Excerpt to read:
• • • •
To Be Organic, or Not To Be?
The age old question of our times: organic vs non-organic.
I think that the article below is too good to rewrite. I will make the point that even if organic food does not contain MORE nutrition than conventional food (but has the same) it is what is does not have that is important- pesticides, herbicides and nasty fertilisers. I will also simply add that organic food tastes better and is only as expensive as you make it. I order mine from Go Organics, a local family run Co-Op. Check them out.
I have adapted this article from http://www.bodyandsoul.com.au/nutrition/nutrition+tips/is+organic+food+really+betterr,7471
The organic side
Speak to advocates of organic farming and they will tell you that yes, their produce is almost always better than that which is produced conventionally - that is, using pesticides, herbicides and fertilisers. "There are some very good studies that show that on balance organic food has higher levels of nutrition," says Andre Leu, chair of the Organic Federation of Australia. "The data we have from Australia and around the world tends to be consistent. The number one reason people buy organic is for health reasons and concern about the use of pesticides.
• • • •
Requirements:
[1] Output the portion of the post on organic food from "I have adapted" to "use of pesticides.", word for word.
[2] Carry on writing the post on organic food, picking up right after its final sentence.
The records are separate material, unrelated to the post on organic food.
• • • •
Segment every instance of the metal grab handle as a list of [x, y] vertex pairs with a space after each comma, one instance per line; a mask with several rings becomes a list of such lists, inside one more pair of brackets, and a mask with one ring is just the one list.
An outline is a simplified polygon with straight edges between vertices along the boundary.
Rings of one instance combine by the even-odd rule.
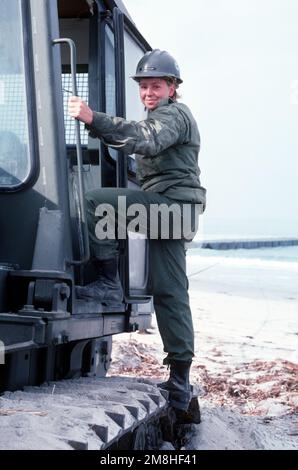
[[[76, 77], [76, 64], [77, 64], [77, 52], [76, 46], [72, 39], [69, 38], [59, 38], [53, 40], [53, 45], [56, 44], [67, 44], [70, 49], [70, 71], [71, 71], [71, 84], [72, 84], [72, 94], [78, 95], [77, 87], [77, 77]], [[82, 148], [81, 148], [81, 135], [80, 135], [80, 122], [78, 119], [75, 119], [75, 135], [76, 135], [76, 151], [77, 151], [77, 166], [78, 166], [78, 192], [79, 192], [79, 209], [80, 209], [80, 224], [81, 232], [83, 234], [84, 240], [84, 250], [81, 254], [81, 259], [79, 260], [69, 260], [68, 264], [73, 264], [80, 266], [87, 263], [90, 258], [90, 248], [89, 248], [89, 235], [88, 227], [86, 220], [86, 207], [84, 199], [84, 182], [83, 182], [83, 157], [82, 157]]]

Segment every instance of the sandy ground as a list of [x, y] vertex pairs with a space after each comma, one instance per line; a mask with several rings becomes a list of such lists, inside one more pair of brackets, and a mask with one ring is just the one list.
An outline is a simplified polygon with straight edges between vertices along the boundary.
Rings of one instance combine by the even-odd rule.
[[[202, 423], [187, 449], [298, 449], [298, 263], [188, 251]], [[148, 334], [149, 333], [149, 334]], [[111, 375], [163, 379], [153, 321], [114, 338]]]

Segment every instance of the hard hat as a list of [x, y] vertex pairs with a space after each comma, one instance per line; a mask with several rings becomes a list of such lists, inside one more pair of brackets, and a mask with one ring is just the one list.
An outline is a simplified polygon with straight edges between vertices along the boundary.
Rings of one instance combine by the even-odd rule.
[[132, 77], [137, 82], [141, 78], [172, 77], [182, 83], [180, 69], [176, 60], [166, 51], [153, 49], [146, 52], [137, 65], [136, 74]]

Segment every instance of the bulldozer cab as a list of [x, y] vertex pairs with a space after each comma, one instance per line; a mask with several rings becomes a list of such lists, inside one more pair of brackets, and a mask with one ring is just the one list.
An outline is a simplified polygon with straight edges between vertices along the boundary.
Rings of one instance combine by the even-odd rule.
[[3, 0], [0, 37], [0, 389], [105, 375], [112, 335], [151, 322], [148, 244], [120, 242], [121, 305], [76, 299], [94, 276], [84, 193], [139, 187], [133, 156], [89, 138], [66, 107], [78, 94], [142, 119], [130, 76], [150, 46], [113, 0]]

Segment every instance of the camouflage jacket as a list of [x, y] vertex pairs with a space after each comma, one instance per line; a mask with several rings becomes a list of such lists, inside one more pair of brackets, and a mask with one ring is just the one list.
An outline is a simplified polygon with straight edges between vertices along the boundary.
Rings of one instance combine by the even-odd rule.
[[204, 210], [206, 190], [200, 185], [198, 167], [200, 135], [186, 105], [163, 100], [139, 122], [94, 112], [92, 124], [86, 127], [91, 137], [135, 154], [142, 189], [202, 204]]

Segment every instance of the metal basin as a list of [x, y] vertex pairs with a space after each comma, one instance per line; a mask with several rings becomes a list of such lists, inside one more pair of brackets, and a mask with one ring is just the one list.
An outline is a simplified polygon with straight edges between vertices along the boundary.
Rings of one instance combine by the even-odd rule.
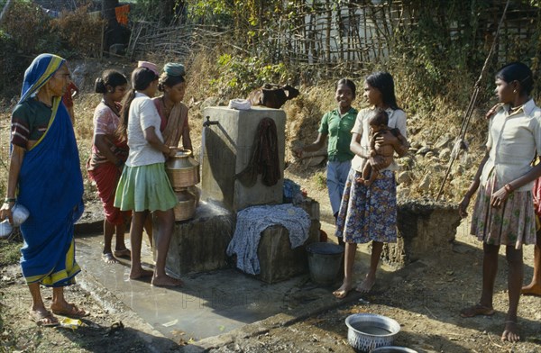
[[165, 172], [173, 190], [195, 186], [199, 183], [199, 163], [189, 149], [179, 149], [175, 156], [165, 162]]

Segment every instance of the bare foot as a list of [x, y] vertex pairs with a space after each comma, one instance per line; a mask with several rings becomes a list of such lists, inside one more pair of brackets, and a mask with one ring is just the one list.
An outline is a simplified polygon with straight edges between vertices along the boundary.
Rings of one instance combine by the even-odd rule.
[[154, 275], [154, 271], [151, 271], [149, 269], [144, 269], [142, 267], [139, 269], [132, 268], [132, 271], [130, 271], [130, 279], [151, 277], [152, 275]]
[[371, 290], [371, 288], [374, 286], [375, 284], [376, 284], [376, 276], [366, 275], [366, 278], [364, 278], [364, 281], [362, 281], [362, 284], [357, 285], [355, 290], [357, 292], [361, 292], [361, 293], [369, 293]]
[[110, 252], [102, 254], [102, 260], [104, 260], [105, 264], [118, 264], [118, 260], [115, 258]]
[[344, 299], [347, 295], [347, 294], [352, 290], [352, 284], [349, 282], [344, 282], [340, 288], [336, 289], [333, 292], [333, 295], [335, 295], [338, 299]]
[[132, 252], [130, 251], [129, 249], [126, 249], [126, 248], [120, 249], [120, 250], [118, 250], [118, 249], [115, 250], [114, 254], [116, 258], [132, 258]]
[[60, 324], [59, 320], [48, 310], [31, 310], [28, 318], [38, 326], [52, 327]]
[[520, 290], [522, 295], [541, 296], [541, 284], [530, 283]]
[[462, 316], [463, 318], [472, 318], [473, 316], [478, 315], [491, 316], [493, 315], [494, 312], [494, 309], [492, 309], [490, 306], [475, 304], [473, 306], [470, 306], [461, 310], [460, 316]]
[[517, 322], [511, 321], [505, 321], [505, 329], [501, 334], [501, 340], [508, 340], [509, 342], [518, 342], [520, 340]]
[[152, 285], [155, 286], [180, 286], [183, 285], [182, 281], [177, 278], [173, 278], [167, 275], [157, 277], [152, 277]]

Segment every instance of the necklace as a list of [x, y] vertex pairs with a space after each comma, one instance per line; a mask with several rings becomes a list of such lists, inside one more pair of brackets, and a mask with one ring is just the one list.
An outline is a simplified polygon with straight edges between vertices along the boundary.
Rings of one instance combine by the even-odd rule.
[[105, 99], [102, 99], [102, 102], [104, 103], [104, 104], [107, 105], [109, 107], [109, 109], [111, 109], [113, 111], [113, 113], [115, 113], [115, 115], [120, 116], [120, 112], [119, 112], [118, 107], [116, 106], [116, 104], [111, 105], [107, 102], [105, 102]]
[[169, 115], [171, 113], [171, 110], [173, 109], [173, 107], [171, 106], [170, 108], [167, 106], [167, 104], [165, 104], [165, 98], [163, 97], [163, 95], [161, 96], [161, 104], [163, 104], [163, 114], [165, 115], [166, 119], [169, 118]]
[[41, 104], [45, 105], [48, 108], [52, 108], [52, 104], [48, 104], [45, 102], [41, 101], [39, 96], [36, 95], [36, 101], [40, 102]]

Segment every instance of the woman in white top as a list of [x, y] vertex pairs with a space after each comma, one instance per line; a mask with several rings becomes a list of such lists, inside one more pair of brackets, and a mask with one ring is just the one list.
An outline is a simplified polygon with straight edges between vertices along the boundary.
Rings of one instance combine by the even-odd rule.
[[[392, 76], [387, 72], [376, 72], [364, 81], [364, 97], [372, 105], [362, 109], [357, 114], [355, 125], [352, 130], [351, 150], [355, 153], [350, 170], [338, 217], [336, 220], [336, 236], [343, 237], [345, 242], [345, 258], [344, 267], [344, 283], [333, 292], [337, 298], [344, 298], [353, 287], [353, 269], [358, 243], [372, 240], [371, 267], [366, 278], [356, 290], [369, 292], [376, 281], [376, 269], [384, 242], [395, 242], [397, 240], [397, 197], [394, 170], [396, 162], [381, 168], [385, 164], [381, 156], [371, 157], [369, 120], [377, 109], [387, 112], [389, 126], [397, 128], [402, 136], [407, 136], [406, 113], [397, 105]], [[408, 146], [392, 134], [385, 134], [380, 142], [392, 144], [395, 150], [402, 156], [408, 152]], [[362, 182], [362, 168], [370, 163], [380, 173], [377, 179], [367, 186]], [[361, 182], [360, 182], [361, 181]]]
[[483, 242], [482, 292], [479, 303], [464, 308], [461, 316], [494, 313], [498, 257], [505, 245], [509, 305], [501, 339], [511, 342], [520, 339], [517, 310], [524, 276], [522, 245], [536, 242], [531, 190], [541, 176], [541, 164], [532, 167], [531, 161], [536, 152], [541, 154], [541, 109], [530, 98], [533, 86], [532, 71], [519, 62], [496, 75], [496, 95], [503, 104], [491, 119], [485, 157], [459, 205], [460, 215], [466, 217], [470, 198], [479, 188], [471, 232]]
[[[130, 229], [130, 278], [152, 276], [153, 285], [180, 285], [180, 280], [165, 273], [165, 260], [175, 222], [173, 207], [178, 200], [165, 173], [165, 156], [174, 155], [175, 150], [163, 143], [160, 115], [151, 99], [158, 88], [156, 66], [146, 63], [146, 67], [135, 68], [132, 74], [132, 84], [133, 89], [123, 102], [119, 125], [119, 134], [127, 138], [130, 154], [115, 196], [115, 207], [133, 212]], [[159, 230], [153, 272], [141, 266], [142, 229], [151, 212], [155, 215]]]

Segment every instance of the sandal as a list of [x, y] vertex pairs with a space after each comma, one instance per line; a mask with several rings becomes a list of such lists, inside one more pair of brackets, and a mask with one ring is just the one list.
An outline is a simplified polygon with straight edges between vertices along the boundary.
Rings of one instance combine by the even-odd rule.
[[102, 260], [104, 260], [105, 264], [118, 264], [118, 260], [115, 258], [113, 254], [111, 254], [110, 252], [105, 252], [105, 254], [102, 254]]
[[38, 326], [54, 327], [60, 324], [59, 320], [50, 311], [32, 311], [28, 315], [28, 319], [30, 319], [31, 321], [35, 322]]
[[464, 308], [460, 311], [460, 316], [463, 318], [472, 318], [473, 316], [485, 315], [491, 316], [494, 314], [494, 309], [484, 306], [481, 304], [475, 304], [473, 306], [470, 306]]
[[51, 310], [52, 312], [57, 315], [62, 315], [71, 319], [80, 319], [89, 315], [89, 312], [87, 312], [83, 309], [79, 309], [77, 305], [69, 303], [63, 309], [58, 310], [51, 308]]

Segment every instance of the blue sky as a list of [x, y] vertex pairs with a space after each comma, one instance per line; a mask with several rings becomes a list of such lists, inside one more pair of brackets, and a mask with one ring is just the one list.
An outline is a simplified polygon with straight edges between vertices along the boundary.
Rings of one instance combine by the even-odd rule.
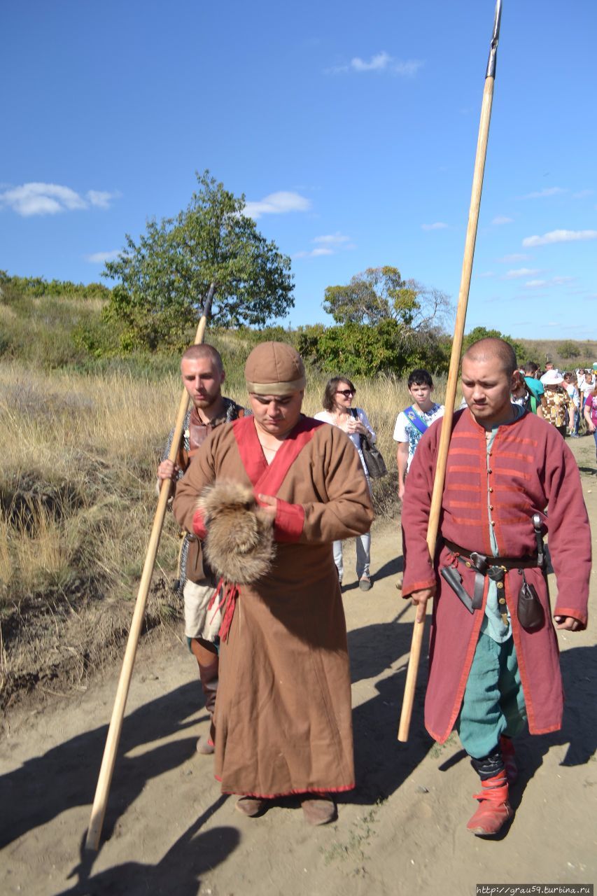
[[[288, 323], [397, 266], [455, 303], [493, 0], [3, 4], [0, 268], [100, 279], [209, 168], [292, 258]], [[467, 329], [594, 335], [594, 0], [504, 0]]]

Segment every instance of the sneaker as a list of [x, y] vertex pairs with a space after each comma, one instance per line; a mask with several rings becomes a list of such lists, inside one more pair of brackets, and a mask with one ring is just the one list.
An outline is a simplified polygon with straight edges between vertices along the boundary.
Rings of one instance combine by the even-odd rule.
[[307, 824], [329, 824], [336, 817], [336, 804], [327, 794], [307, 793], [300, 801]]
[[241, 797], [240, 799], [237, 800], [234, 807], [241, 815], [254, 818], [262, 812], [266, 803], [266, 799], [260, 799], [258, 797]]
[[202, 756], [211, 756], [214, 750], [215, 746], [212, 738], [202, 735], [197, 740], [197, 753], [200, 753]]
[[499, 738], [499, 748], [502, 751], [502, 759], [504, 760], [504, 768], [506, 769], [506, 777], [508, 780], [508, 784], [515, 784], [518, 780], [518, 766], [516, 765], [516, 754], [512, 740], [502, 735]]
• • • •
Written responses:
[1]
I have adapted this article from http://www.bodyandsoul.com.au/nutrition/nutrition+tips/is+organic+food+really+betterr,7471
The organic side
Speak to advocates of organic farming and they will tell you that yes, their produce is almost always better than that which is produced conventionally - that is, using pesticides, herbicides and fertilisers. "There are some very good studies that show that on balance organic food has higher levels of nutrition," says Andre Leu, chair of the Organic Federation of Australia. "The data we have from Australia and around the world tends to be consistent. The number one reason people buy organic is for health reasons and concern about the use of pesticides.

[2]
"People believe that organic foods have higher levels of nutrition and leave less of an environmental footprint. It's better for the environment and organic food tastes better." American food philosopher and journalist Michael Pollan, whose most recent book, Food Rules (Penguin), is a call to arms against agribusiness and factory-produced food, wholeheartedly agrees.
He says that large-scale conventional farming has so overtaken food production that average consumers have lost connection with their food sources. The result of this is large-scale farming that produces food too cheaply and too quickly, with little concern for quality.
Pollan says he became an advocate for organic and home-grown food after he encountered a mass-scale cattle feedlot that turned his stomach. His other turning point came when he saw an enormous potato farm in Idaho, where fertilisers and pesticides were pumped over the crops by a remote-controlled computer.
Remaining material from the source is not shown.